+++ Records shown

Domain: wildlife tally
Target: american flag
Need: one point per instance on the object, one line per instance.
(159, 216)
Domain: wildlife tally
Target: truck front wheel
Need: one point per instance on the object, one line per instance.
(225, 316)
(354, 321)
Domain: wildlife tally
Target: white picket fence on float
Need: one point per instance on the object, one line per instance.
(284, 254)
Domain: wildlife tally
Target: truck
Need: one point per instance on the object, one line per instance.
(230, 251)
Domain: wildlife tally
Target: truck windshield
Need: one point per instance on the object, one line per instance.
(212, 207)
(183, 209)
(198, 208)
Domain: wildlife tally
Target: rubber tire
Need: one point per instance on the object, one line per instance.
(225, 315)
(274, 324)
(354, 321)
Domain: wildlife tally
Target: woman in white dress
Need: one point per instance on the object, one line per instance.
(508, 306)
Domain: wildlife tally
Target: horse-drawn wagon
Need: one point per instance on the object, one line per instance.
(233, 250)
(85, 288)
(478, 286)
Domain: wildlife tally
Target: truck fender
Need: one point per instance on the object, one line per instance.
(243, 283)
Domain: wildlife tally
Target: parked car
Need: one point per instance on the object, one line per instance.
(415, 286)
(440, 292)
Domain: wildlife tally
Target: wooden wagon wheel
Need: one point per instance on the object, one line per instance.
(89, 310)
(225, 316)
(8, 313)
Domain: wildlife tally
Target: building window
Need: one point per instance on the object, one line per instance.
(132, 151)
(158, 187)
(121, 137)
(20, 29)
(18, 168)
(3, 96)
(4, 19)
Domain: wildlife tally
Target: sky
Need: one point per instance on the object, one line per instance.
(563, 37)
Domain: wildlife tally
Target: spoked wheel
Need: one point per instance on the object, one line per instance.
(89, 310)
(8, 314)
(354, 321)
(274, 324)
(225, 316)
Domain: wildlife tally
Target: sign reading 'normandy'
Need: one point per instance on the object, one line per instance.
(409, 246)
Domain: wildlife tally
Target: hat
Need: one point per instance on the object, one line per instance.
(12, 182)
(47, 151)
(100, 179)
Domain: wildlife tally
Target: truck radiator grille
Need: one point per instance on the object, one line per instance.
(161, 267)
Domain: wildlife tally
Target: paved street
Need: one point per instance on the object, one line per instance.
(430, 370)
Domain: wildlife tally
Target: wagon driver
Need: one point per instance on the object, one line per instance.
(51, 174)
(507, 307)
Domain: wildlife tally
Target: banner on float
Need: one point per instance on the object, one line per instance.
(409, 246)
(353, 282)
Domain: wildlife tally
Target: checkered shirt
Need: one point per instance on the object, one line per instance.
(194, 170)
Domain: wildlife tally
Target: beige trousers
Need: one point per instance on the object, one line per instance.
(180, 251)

++++++

Go through the data and return every record exactly.

Domain: wildlife tally
Target: american flag
Need: one point per instance on the object, one line per instance.
(159, 216)
Domain: wildlife tally
Target: truck front wheel
Need: one point per instance on the object, one line per instance.
(225, 316)
(354, 321)
Domain: wildlife tally
Target: white picket fence on float
Need: one point per instance on the object, one line per instance.
(284, 254)
Domain: wildlife tally
Target: truck
Need: one point per instance on the object, one line per instance.
(230, 251)
Domain: wildlife tally
Target: truck windshield
Need: one point per instance on the object, one line per instance.
(212, 207)
(183, 209)
(198, 208)
Domain: wildlife tally
Target: rubber tire
Need: one point per instance on the object, one line per instance.
(225, 315)
(274, 324)
(354, 321)
Domain: wildlife tally
Target: woman in white dress
Need: one point per instance on the object, one line per instance.
(508, 306)
Domain: wildlife tally
Target: horse-drawn wagon
Need: one point per instance on the object, one line per instance.
(233, 250)
(85, 288)
(478, 286)
Domain: wildlife tally
Target: truck fender
Need: one point per instance on the object, one line per instance.
(243, 283)
Domain: wildlife tally
Target: parked car
Need: one point per instance on the object, one line per instance.
(415, 286)
(440, 292)
Domain: wildlife tally
Target: wooden wagon wheel
Need: one point per instance on the object, one line per instance.
(89, 310)
(225, 316)
(8, 313)
Domain: wildlife tally
Target: building window
Need: one point per instance on the object, one line per instance.
(132, 151)
(158, 187)
(121, 137)
(20, 29)
(18, 168)
(3, 96)
(4, 19)
Domain: wildlife tally
Target: sky
Need: one point per instance on the object, one line per instance.
(563, 37)
Domain: wildlife tally
Target: spoked wheel
Need: one point per instance on the object, one line per instance.
(89, 310)
(8, 314)
(354, 321)
(274, 324)
(225, 316)
Domain: wildlife tally
Target: sign reading 'normandy'
Need: one point per instance on the object, one line per instance.
(409, 246)
Domain: wildlife tally
Target: hat
Need: one point per instance on the object, one line per instance.
(12, 182)
(47, 151)
(100, 179)
Domain: wildlife tally
Target: truck radiator grille
Need: one point per instance on the object, one line per instance.
(161, 267)
Domain: wildlife tally
Target: paved street
Need: one point per instance on the object, one line per instance.
(430, 370)
Domain: wildlife tally
Target: wagon driver
Need: one point per instance on the object, one line per instance.
(51, 174)
(507, 307)
Domain: wildlife tally
Target: banner on float
Need: one point per instance on the object, one line per instance.
(409, 246)
(353, 282)
Domain: wildlife tally
Target: checkered shirt
Need: one point per instance on the object, one line per instance.
(194, 170)
Domain: wildlife tally
Target: beige trousers
Need: one point per instance on the object, one line per instance.
(180, 251)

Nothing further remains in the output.